## Текстовый блок
Любопытно, насколько редко люди, живущие в промышленных демократиях, размышляют над этим фактом или как мы инстинктивно пытаемся принизить его значение. Именно поэтому, например, студенты могут просиживать целыми днями в университетских библиотеках, изучая теоретические трактаты, написанные под влиянием Фуко и посвященные снижающейся роли принуждения как фактора современной жизни, и при этом даже не задумываться о том, что если бы они стали настаивать на своем праве войти в библиотеку, не показывая действующее удостоверение с печатью, то вскоре были бы вызваны вооруженные люди, чтобы удалить их физически, с применением любой необходимой силы. Кажется, что чем больше мы позволяем устанавливать бюрократический контроль над разными сторонами нашего существования, тем больше всякий, кого это касается, проявляет склонность недооценивать тот факт (совершенно очевидный тем, кто управляет системой), что все в ней, в конечном счете, зависит от угрозы нанесения физического вреда.

## Записи данных
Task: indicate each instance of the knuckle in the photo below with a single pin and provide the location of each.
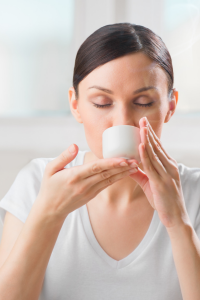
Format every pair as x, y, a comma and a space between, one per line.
157, 145
48, 168
71, 177
104, 175
149, 168
176, 172
109, 181
155, 158
96, 168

## Задание
Кратко перескажите абзац текста о бюрократическом контроле, начинающийся словами «Любопытно, насколько редко», сохранив его основные факты.

## Ответ
Жители промышленных демократий редко задумываются о том, что бюрократическая система держится на угрозе физического насилия, и склонны преуменьшать значение этого факта. Например, студенты изучают написанные под влиянием Фуко трактаты о снижении роли принуждения в современной жизни. При этом они не думают о том, что при попытке войти в библиотеку без действующего удостоверения с печатью их силой удалили бы вызванные вооруженные люди. Чем шире бюрократический контроль над нашим существованием, тем сильнее те, кого он касается, недооценивают факт, очевидный управляющим системой: всё в ней в конечном счете зависит от угрозы физического вреда.